*What the task requires*:
Using the entries below, copy out all lines where "brim" is found.

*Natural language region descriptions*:
Content starts
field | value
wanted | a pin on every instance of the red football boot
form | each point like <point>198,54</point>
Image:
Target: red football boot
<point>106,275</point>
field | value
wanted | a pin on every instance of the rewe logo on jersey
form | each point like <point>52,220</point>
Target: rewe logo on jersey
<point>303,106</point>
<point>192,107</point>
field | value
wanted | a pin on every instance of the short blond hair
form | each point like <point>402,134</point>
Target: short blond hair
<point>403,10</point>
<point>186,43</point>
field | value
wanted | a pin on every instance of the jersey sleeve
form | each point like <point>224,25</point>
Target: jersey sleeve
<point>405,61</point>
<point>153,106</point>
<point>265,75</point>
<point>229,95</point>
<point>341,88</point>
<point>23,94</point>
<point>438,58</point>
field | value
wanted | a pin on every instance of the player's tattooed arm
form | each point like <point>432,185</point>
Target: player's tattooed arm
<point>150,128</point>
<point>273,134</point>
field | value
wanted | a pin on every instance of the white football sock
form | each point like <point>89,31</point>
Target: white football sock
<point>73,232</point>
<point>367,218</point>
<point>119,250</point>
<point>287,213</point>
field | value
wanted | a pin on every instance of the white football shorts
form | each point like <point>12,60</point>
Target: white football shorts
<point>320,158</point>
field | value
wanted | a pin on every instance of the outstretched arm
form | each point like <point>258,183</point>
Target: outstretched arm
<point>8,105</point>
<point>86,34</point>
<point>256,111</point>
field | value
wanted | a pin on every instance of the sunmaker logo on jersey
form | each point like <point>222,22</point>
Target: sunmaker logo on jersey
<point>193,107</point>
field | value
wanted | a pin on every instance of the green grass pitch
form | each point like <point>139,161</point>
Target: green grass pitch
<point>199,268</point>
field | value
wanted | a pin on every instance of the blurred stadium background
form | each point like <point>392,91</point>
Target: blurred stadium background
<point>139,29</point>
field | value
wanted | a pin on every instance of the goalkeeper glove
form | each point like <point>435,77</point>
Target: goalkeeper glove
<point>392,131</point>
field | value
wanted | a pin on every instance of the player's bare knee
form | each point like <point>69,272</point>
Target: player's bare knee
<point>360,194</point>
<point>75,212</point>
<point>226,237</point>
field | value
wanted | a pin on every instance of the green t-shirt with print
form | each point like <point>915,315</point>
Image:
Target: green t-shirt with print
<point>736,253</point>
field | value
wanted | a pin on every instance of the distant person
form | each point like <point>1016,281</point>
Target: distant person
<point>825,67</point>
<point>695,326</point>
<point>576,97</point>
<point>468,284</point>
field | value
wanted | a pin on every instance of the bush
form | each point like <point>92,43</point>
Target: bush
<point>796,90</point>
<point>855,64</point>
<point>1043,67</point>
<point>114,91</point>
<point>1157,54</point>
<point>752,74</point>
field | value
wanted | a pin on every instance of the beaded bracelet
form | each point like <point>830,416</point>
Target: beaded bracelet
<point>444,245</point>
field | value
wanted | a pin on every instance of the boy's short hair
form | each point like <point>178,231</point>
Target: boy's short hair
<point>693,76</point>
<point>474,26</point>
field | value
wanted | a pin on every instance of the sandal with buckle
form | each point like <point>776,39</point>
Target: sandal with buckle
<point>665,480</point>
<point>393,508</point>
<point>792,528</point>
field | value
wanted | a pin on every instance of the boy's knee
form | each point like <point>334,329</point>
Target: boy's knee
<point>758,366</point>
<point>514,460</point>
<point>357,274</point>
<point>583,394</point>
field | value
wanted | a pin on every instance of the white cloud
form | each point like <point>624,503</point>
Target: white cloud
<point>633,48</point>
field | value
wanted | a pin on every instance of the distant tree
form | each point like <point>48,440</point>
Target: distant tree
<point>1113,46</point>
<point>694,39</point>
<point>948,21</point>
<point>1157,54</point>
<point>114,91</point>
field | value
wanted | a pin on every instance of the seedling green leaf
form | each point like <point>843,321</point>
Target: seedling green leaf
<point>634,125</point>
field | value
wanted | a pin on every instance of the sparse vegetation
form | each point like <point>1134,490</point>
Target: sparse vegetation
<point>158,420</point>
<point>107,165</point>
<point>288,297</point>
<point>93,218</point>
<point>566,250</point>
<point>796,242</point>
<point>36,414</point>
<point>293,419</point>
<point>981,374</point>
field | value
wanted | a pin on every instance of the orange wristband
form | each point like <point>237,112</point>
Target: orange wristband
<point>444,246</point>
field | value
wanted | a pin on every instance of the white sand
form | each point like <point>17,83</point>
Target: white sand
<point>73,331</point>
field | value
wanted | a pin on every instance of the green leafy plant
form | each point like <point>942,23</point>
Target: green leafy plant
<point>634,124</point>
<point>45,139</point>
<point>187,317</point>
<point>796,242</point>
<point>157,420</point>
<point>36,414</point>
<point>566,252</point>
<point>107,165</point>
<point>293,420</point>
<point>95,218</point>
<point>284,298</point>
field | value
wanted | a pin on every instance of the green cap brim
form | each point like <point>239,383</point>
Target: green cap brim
Content ends
*Exercise answer*:
wanted | a pin on every instance of the green cap brim
Target: green cap brim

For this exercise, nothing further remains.